● Exercise goal:
Once the line containing "For each instance of the player's leg, the" is found in the entries below, reproduce it and every line after it, stopping at and including the line containing "For each instance of the stadium"; reproduce nothing else, and keep each line exact.

● Given data:

----

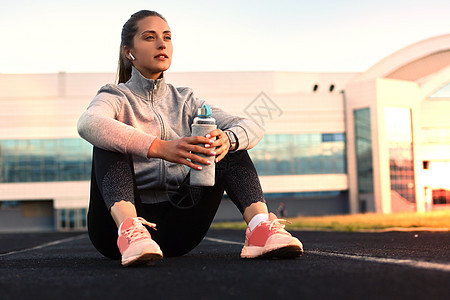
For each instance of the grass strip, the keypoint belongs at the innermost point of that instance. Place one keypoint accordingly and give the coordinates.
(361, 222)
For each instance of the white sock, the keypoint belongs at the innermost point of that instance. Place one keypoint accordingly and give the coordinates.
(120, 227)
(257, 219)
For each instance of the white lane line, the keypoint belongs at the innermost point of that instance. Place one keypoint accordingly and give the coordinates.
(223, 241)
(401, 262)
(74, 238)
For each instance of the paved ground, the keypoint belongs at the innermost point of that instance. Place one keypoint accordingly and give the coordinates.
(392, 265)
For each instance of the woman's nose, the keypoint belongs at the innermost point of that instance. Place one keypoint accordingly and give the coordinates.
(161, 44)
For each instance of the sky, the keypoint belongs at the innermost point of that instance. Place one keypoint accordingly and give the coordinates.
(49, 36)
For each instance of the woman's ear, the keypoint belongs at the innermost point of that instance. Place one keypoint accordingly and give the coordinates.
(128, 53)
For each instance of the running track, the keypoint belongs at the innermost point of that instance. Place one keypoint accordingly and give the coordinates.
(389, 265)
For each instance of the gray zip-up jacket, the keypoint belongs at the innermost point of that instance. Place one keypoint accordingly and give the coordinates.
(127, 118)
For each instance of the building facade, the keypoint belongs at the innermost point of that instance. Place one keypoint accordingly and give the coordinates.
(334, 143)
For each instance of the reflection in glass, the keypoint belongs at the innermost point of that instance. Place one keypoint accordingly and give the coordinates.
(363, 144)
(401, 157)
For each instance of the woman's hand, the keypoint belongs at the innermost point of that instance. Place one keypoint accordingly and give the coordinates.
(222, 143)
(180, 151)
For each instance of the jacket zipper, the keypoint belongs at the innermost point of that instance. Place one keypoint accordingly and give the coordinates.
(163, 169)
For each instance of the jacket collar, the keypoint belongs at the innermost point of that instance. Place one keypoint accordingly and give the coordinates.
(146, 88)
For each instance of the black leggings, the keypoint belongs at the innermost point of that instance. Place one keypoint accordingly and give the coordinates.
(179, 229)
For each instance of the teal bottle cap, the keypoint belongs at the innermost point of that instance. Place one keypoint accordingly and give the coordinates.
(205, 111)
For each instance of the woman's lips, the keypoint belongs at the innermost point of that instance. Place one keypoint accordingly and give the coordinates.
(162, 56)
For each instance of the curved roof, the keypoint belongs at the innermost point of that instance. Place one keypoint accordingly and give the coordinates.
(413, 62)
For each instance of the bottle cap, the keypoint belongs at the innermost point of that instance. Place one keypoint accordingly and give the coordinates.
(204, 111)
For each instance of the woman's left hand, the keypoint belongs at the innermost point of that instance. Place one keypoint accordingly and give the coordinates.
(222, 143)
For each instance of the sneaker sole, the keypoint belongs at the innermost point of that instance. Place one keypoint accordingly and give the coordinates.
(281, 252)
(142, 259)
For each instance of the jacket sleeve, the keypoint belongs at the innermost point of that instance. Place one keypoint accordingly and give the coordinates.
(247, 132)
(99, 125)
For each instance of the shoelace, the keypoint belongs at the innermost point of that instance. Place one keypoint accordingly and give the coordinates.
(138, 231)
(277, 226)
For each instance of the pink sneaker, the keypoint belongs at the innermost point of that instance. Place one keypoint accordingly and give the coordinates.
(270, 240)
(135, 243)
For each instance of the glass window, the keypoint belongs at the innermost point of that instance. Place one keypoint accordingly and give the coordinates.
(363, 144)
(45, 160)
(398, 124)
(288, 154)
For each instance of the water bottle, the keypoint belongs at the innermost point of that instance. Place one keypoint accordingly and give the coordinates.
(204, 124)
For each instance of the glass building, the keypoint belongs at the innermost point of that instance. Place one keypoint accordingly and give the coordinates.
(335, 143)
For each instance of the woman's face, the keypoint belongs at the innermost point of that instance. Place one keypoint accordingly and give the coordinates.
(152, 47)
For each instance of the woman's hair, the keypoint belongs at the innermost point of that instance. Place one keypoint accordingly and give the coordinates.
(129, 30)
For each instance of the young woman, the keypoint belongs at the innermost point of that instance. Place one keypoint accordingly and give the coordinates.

----

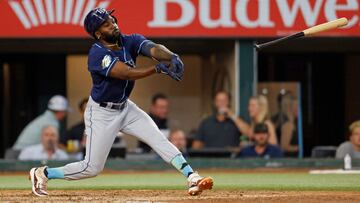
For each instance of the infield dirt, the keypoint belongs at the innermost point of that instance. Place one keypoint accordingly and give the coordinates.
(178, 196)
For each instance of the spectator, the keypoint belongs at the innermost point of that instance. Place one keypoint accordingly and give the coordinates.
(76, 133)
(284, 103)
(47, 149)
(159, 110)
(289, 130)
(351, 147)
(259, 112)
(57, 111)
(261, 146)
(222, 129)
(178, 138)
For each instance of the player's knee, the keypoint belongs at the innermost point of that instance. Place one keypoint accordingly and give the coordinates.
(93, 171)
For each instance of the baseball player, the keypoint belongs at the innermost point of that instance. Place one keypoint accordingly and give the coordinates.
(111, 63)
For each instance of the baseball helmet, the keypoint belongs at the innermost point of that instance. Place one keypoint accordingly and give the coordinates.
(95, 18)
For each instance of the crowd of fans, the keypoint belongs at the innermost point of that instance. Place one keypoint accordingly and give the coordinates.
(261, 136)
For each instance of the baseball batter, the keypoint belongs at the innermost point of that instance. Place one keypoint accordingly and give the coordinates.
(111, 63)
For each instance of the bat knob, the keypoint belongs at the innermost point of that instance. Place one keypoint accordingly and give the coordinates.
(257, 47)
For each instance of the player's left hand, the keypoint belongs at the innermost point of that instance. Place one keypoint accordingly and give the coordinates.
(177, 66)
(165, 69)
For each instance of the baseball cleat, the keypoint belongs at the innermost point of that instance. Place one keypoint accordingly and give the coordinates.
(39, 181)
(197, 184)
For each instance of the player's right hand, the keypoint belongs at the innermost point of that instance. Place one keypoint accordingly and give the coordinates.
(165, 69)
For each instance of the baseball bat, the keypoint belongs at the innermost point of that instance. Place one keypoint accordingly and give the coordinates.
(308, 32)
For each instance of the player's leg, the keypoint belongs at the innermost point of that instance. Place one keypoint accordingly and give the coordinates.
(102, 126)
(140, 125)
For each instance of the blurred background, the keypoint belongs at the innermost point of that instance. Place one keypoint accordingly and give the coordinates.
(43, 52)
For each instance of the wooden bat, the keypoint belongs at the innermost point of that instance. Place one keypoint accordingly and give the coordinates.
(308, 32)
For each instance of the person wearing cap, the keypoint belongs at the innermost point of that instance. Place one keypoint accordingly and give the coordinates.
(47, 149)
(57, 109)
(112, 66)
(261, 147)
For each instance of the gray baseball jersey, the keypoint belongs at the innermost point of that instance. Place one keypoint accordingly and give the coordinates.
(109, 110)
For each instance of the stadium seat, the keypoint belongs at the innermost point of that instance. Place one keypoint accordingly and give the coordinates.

----

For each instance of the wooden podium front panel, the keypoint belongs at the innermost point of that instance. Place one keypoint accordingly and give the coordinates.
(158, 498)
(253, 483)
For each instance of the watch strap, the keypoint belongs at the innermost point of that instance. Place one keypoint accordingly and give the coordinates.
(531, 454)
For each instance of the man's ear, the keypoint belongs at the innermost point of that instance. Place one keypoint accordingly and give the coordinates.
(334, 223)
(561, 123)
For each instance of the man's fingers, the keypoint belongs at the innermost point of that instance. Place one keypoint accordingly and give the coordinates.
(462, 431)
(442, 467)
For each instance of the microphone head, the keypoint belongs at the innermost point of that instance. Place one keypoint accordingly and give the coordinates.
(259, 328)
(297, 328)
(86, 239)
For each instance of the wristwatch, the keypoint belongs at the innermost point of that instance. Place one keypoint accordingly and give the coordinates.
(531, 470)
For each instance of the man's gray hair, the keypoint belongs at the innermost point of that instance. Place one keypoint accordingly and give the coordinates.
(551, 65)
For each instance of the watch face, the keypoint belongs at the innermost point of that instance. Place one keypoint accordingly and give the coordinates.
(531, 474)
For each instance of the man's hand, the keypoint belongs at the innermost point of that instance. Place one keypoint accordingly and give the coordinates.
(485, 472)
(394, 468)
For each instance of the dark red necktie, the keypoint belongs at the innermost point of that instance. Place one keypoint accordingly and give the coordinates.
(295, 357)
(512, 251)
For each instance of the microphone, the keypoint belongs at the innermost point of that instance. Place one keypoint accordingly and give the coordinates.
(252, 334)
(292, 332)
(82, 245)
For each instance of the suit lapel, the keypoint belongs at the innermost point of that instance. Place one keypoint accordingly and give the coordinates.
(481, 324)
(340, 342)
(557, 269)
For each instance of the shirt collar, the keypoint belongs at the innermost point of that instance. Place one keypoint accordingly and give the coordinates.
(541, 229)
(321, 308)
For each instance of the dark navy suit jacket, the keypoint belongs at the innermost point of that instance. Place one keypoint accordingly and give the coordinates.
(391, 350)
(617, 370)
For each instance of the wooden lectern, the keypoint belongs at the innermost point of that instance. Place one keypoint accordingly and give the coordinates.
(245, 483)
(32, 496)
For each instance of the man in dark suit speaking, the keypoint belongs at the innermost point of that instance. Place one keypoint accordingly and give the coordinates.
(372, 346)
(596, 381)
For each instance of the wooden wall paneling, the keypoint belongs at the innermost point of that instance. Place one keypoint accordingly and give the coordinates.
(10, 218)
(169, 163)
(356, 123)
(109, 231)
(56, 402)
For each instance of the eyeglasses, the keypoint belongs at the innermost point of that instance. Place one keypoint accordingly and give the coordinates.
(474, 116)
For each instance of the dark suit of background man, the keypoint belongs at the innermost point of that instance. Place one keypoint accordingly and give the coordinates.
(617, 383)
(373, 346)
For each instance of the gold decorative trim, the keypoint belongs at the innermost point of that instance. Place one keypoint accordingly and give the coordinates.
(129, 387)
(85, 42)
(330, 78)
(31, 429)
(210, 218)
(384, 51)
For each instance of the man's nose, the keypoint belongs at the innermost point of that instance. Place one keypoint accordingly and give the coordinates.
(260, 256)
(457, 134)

----

● Result for this task:
For each instance of the player's leg, the keypoint belongs at the innermost point of that instance. Place one keypoint accordingly and give the coordinates.
(102, 126)
(140, 125)
For each instance of the blurred background, the keypoint belongs at the innermost point of that instance. Place one keypoint accordingly and give the coordinates.
(43, 52)
For each instance of the wooden bat, the keypoint belongs at the innermost point of that instance. Place one keypoint accordingly and give the coordinates.
(308, 32)
For each instance of the person wearing cap, the keypoint belongs at the innermost point of that instance. Place one keypoint accordingly and give the coordinates.
(47, 149)
(57, 109)
(112, 66)
(261, 147)
For each instance of the gray baseball jersey, the keypoint belongs at the innermost point of that instance. Place one keypoint accordingly and give the coordinates.
(109, 110)
For each instance of the stadium seat, the keypoint belongs at the innermost point of that instance. Place one keypoint accordingly and give the coordinates.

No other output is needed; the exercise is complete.